** WORK INSTRUCTIONS **
Copy the rows from the start through the line containing "148], [236, 141]]]", including the requests, but shift every x and y vertex coordinate in the polygon answers up by 93. Leave the pictures out of your copy.

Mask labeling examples
────────

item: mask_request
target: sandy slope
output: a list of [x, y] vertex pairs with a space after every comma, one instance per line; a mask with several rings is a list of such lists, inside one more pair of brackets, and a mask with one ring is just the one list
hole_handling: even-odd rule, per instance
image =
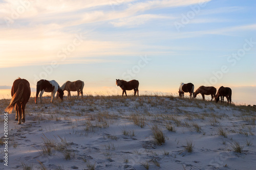
[[[22, 164], [33, 169], [255, 169], [253, 109], [171, 96], [84, 96], [54, 104], [45, 98], [37, 105], [33, 100], [25, 124], [9, 115], [9, 166], [0, 145], [0, 169], [23, 169]], [[9, 101], [0, 101], [1, 136]], [[154, 140], [154, 125], [165, 136], [161, 145]], [[244, 147], [241, 153], [232, 148], [236, 141]]]

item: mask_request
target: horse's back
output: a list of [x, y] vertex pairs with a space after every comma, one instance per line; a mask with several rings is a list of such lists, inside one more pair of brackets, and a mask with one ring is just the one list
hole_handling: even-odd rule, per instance
[[11, 92], [11, 95], [13, 96], [15, 94], [15, 93], [18, 89], [19, 86], [21, 86], [22, 84], [23, 84], [23, 86], [24, 86], [23, 98], [24, 98], [25, 101], [26, 101], [27, 102], [30, 98], [31, 91], [29, 82], [26, 79], [19, 78], [18, 79], [16, 79], [13, 82], [13, 84], [12, 85]]
[[217, 93], [221, 96], [231, 96], [232, 95], [232, 90], [229, 87], [221, 86], [219, 88]]

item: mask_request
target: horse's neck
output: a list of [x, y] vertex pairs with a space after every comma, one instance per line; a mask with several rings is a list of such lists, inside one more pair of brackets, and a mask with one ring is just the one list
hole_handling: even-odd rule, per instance
[[184, 83], [181, 83], [180, 86], [180, 91], [182, 91], [182, 87], [184, 85]]
[[62, 86], [60, 87], [62, 90], [64, 91], [66, 89], [66, 85], [67, 85], [67, 82], [66, 82], [65, 83], [64, 83], [62, 85]]

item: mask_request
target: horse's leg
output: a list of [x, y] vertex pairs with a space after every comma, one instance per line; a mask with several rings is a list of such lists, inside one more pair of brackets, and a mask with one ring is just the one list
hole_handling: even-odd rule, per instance
[[202, 94], [202, 96], [203, 97], [203, 100], [204, 101], [205, 100], [204, 94]]
[[18, 120], [18, 106], [17, 105], [15, 105], [15, 120]]
[[76, 99], [78, 99], [79, 96], [79, 90], [78, 89], [77, 90], [77, 97], [76, 98]]
[[16, 105], [18, 105], [18, 125], [20, 125], [22, 124], [22, 106], [20, 105], [20, 102], [17, 102], [16, 103]]
[[71, 99], [71, 94], [69, 90], [68, 90], [68, 99]]
[[26, 104], [22, 103], [22, 121], [23, 123], [25, 123], [25, 107]]
[[[54, 93], [55, 94], [55, 93]], [[53, 91], [52, 92], [51, 96], [51, 103], [53, 102]]]
[[42, 90], [42, 91], [41, 91], [41, 92], [40, 93], [40, 103], [42, 103], [42, 94], [44, 94], [44, 92], [45, 92], [45, 90]]

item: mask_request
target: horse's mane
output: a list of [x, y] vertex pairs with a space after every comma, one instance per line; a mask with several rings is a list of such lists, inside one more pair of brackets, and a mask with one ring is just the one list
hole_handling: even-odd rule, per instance
[[66, 86], [66, 84], [67, 84], [67, 82], [68, 82], [69, 81], [67, 81], [61, 87], [60, 87], [60, 88], [61, 88], [61, 89], [62, 90], [64, 90], [64, 88], [65, 88], [65, 86]]

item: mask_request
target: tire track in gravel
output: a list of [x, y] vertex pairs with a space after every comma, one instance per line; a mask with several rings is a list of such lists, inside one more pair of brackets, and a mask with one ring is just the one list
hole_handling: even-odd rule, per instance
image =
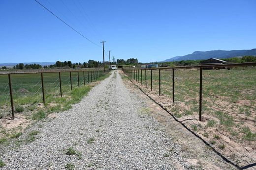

────────

** FINISHED EXERCISE **
item: mask_request
target: sandy slope
output: a list of [x, y] vertex pairs with a space after every comma, one instance per line; a mask with several rings is a list of such lists, inside one more pair of brackets, and a mask with one ring is just the one list
hole_handling: even-odd rule, per instance
image =
[[[115, 257], [126, 262], [348, 262], [346, 202], [264, 189], [177, 189], [147, 197], [138, 191], [130, 198], [126, 193], [118, 217], [102, 208], [102, 259], [93, 238], [93, 262], [116, 262]], [[102, 194], [93, 194], [94, 229]], [[247, 233], [247, 218], [258, 229], [254, 238]], [[337, 240], [334, 246], [325, 241], [329, 234]]]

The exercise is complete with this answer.